> INSTRUCTIONS TO FOLLOW
Copy exactly. Begin with the line that contains "range in the photo above." and stop after the last line of the records.

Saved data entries
________
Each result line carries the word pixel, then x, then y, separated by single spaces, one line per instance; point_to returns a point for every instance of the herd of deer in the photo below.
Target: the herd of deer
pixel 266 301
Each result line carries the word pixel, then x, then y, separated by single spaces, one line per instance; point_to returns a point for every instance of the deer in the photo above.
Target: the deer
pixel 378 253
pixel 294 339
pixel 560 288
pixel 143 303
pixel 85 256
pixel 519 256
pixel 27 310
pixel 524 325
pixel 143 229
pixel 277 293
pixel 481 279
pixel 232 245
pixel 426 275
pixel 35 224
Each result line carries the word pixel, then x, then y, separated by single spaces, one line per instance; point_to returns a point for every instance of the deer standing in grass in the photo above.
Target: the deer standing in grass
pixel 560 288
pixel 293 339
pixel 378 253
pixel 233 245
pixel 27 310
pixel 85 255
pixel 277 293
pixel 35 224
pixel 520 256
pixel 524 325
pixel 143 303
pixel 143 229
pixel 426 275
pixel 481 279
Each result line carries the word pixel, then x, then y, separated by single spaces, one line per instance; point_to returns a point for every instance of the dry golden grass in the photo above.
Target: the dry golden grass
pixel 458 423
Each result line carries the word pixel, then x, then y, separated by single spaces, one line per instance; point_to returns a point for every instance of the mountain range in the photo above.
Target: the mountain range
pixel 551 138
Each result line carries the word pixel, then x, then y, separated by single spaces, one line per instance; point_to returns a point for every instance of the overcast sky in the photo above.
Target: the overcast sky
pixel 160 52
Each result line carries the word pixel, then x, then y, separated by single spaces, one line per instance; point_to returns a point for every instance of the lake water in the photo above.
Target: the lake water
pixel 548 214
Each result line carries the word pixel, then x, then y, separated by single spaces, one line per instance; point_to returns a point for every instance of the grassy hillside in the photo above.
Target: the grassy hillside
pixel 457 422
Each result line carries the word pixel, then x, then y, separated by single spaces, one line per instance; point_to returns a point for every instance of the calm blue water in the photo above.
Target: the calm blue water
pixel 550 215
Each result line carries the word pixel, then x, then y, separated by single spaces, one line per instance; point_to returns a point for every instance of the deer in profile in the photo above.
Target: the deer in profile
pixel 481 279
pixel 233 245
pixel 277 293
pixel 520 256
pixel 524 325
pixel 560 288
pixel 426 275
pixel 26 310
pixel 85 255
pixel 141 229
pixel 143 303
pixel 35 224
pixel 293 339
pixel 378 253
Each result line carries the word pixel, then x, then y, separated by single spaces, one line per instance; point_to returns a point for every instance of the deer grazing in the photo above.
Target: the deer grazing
________
> TASK ANSWER
Each result line carries the word pixel, then x, then y, separated by single spaces, one line per instance; point_to returns a point for every instance of the mountain range in the photo above.
Target: the mountain range
pixel 551 138
Each result line carries the word pixel, then x, then y, separated by single spaces, one line per instance; point_to returns a point for every instance of the overcast sky in the photo above.
Target: the overcast sky
pixel 160 52
Each result line carries the word pixel, then x, then y, separated by single spaces, one line per instance; point_to returns a point for every instance of the lake water in the photo above.
Target: the lake water
pixel 548 214
Each result line carries the word pixel, then x, then y, separated by single spaces, one line per instance; point_to returns a point for every instance of the grassy hillside in the photo above.
Target: the grassy hillside
pixel 457 422
Each result line carries the word pixel, then x, then y, separated by single spaces, one line per instance; point_to returns a point for every instance of the calm blue water in the photo above.
Target: the calm blue water
pixel 550 215
Each result line carries the word pixel, then x, then y, separated by single spaces, one line per instance; point_to returns a point for every instance of the deer in profile in the photo above.
Target: the deer in profile
pixel 481 279
pixel 233 245
pixel 277 293
pixel 520 256
pixel 524 325
pixel 560 288
pixel 426 275
pixel 26 310
pixel 85 255
pixel 141 229
pixel 143 303
pixel 35 224
pixel 293 339
pixel 378 253
Each result line carries the word pixel, then x, then y, separated by single spaces, one line per instance; point_to returns a point for every instance of the deer grazing in the photo above.
Target: the deer grazing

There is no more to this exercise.